問題と課題
1. 住宅マスタープランについての引用文で、「キーワード:住宅マスタープラン、インターネット、住情報サービス」から始まり「にすることを目的としている。」で終わる部分を、「インターネット」を「ウェブ」に置き換えて書き直してください。
2. 住宅マスタープランについての引用文を2文でまとめてください。

引用文
キーワード:住宅マスタープラン、インターネット、住情報サービス

 

1.はじめに

(1) 研究目的
   近年、住まいづくりやまちづくりのあらゆる場面において、住民の主体的参加が求められている。住まいづくりに関わる地域住民の活動や交流を支援していくための手段(ツール)のひとつとして、インターネットの有効利用が期待されている。すでに一部の自治体では、住宅行政の内容・課題を住民に説明するためにホームページを開設したり、電子メールや電子掲示板を使って住民の意見を吸い上げようとする試みが始まっている(甲府市など URL=http://www.city.kofu.yamanashi.jp/)。
 本稿では、住宅マスタープランの策定時期を捉え、都道府県及び政令指定都市を対象に、住民の居住要求の把握や策定内容の公開におけるインターネット活用の実態、並びに行政が提供している住情報サービスについて明らかにすることを目的としている。

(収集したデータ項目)
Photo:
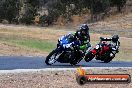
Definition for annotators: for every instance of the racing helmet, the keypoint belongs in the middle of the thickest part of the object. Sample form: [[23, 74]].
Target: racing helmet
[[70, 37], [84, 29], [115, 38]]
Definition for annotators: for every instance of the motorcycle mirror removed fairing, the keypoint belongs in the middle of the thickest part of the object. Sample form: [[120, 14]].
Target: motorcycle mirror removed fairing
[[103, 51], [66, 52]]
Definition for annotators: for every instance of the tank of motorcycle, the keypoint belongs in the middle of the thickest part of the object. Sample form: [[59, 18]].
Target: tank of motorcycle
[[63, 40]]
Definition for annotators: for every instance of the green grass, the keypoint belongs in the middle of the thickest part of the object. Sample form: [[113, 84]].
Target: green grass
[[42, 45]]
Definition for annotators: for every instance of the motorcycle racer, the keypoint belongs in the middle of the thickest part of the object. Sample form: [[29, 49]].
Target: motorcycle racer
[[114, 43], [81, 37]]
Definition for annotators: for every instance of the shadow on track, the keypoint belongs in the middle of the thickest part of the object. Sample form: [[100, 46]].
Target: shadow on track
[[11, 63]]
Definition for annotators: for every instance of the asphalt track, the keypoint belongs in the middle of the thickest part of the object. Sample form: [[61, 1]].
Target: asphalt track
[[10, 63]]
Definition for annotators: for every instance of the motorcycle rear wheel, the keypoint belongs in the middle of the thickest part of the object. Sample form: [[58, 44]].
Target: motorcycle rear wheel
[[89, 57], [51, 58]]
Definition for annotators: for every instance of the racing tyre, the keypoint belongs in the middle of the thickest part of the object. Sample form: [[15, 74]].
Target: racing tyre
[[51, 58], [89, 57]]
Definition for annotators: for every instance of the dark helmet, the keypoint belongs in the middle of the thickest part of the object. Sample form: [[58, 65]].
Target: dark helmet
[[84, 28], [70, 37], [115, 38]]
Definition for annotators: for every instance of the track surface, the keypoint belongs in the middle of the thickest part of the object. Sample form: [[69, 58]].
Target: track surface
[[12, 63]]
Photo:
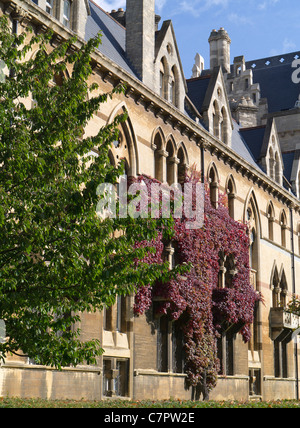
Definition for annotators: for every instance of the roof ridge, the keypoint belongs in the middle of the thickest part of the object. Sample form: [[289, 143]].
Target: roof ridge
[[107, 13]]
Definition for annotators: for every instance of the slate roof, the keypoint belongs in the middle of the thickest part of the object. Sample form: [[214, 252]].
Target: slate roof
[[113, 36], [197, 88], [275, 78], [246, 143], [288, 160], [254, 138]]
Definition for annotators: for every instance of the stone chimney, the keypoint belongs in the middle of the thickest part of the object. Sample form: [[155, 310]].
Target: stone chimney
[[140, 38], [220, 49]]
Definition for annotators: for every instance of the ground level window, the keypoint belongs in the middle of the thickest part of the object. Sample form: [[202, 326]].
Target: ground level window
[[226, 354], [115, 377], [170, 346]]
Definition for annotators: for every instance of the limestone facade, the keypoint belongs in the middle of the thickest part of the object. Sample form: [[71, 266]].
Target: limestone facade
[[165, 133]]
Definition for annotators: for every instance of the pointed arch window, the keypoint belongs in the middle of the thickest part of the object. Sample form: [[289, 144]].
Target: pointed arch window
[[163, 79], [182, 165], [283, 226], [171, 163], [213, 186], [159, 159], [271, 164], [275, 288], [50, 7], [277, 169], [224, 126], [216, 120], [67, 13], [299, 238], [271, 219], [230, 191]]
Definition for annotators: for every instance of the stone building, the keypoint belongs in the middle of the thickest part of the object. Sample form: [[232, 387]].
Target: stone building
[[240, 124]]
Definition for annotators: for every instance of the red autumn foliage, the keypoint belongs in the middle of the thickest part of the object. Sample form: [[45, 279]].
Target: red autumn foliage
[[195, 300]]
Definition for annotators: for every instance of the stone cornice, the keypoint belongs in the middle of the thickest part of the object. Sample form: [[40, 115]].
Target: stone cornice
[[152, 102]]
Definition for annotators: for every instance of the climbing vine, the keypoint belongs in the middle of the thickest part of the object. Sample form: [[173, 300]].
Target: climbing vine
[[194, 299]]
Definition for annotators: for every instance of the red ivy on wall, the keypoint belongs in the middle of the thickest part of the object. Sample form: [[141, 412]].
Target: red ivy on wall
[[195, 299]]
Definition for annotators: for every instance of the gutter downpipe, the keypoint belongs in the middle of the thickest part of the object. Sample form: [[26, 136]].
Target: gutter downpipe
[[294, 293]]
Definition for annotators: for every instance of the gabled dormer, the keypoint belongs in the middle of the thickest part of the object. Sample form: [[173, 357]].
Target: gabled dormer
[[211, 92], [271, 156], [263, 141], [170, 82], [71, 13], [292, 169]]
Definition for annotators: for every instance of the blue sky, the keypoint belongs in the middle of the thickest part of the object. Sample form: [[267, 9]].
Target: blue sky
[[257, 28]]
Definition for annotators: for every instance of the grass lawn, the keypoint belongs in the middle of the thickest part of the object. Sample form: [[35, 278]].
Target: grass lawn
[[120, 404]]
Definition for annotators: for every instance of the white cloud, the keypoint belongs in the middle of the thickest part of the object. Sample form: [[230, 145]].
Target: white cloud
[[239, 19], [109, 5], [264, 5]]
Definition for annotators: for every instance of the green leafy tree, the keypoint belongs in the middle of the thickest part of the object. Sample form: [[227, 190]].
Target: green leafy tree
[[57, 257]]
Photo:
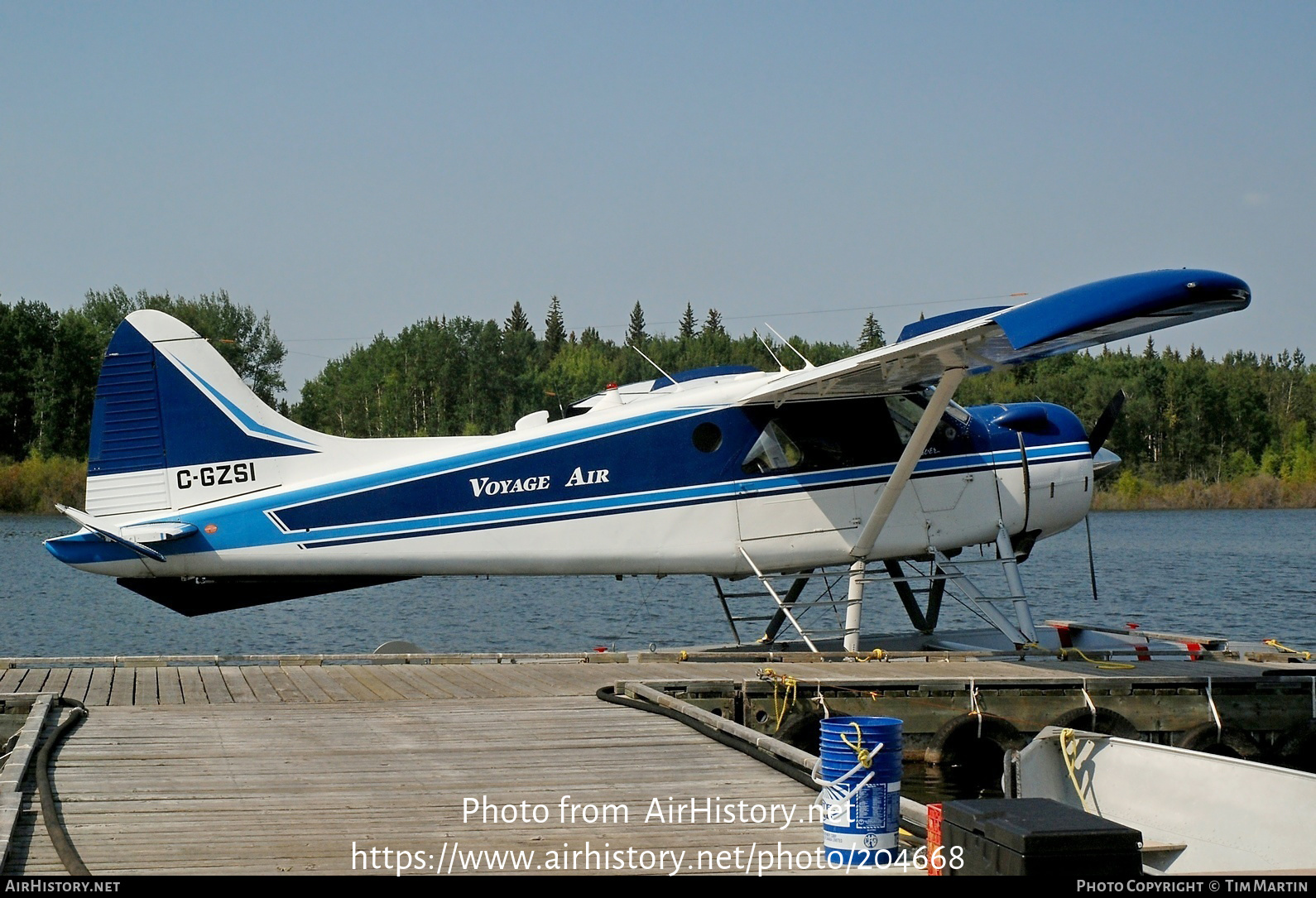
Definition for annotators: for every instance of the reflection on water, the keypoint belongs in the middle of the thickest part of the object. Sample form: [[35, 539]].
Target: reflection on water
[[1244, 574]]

解答一覧
1.
キーワード:住宅マスタープラン、ウェブ、住情報サービス

 

1.はじめに

(1) 研究目的
   近年、住まいづくりやまちづくりのあらゆる場面において、住民の主体的参加が求められている。住まいづくりに関わる地域住民の活動や交流を支援していくための手段(ツール)のひとつとして、ウェブの有効利用が期待されている。すでに一部の自治体では、住宅行政の内容・課題を住民に説明するためにホームページを開設したり、電子メールや電子掲示板を使って住民の意見を吸い上げようとする試みが始まっている(甲府市など URL=http://www.city.kofu.yamanashi.jp/)。
 本稿では、住宅マスタープランの策定時期を捉え、都道府県及び政令指定都市を対象に、住民の居住要求の把握や策定内容の公開におけるウェブ活用の実態、並びに行政が提供している住情報サービスについて明らかにすることを目的としている。

2. 住まいづくりやまちづくりでは住民の主体的参加が求められていて、住民の活動や交流を支える手段のひとつとしてインターネットの有効利用が期待されており、一部の自治体ではホームページや電子メール、電子掲示板を使う試みが始まっている。本稿は、住宅マスタープランの策定時期に都道府県と政令指定都市を対象として、住民の居住要求の把握や策定内容の公開でのインターネット活用の実態と、行政が提供する住情報サービスを明らかにすることを目的としている。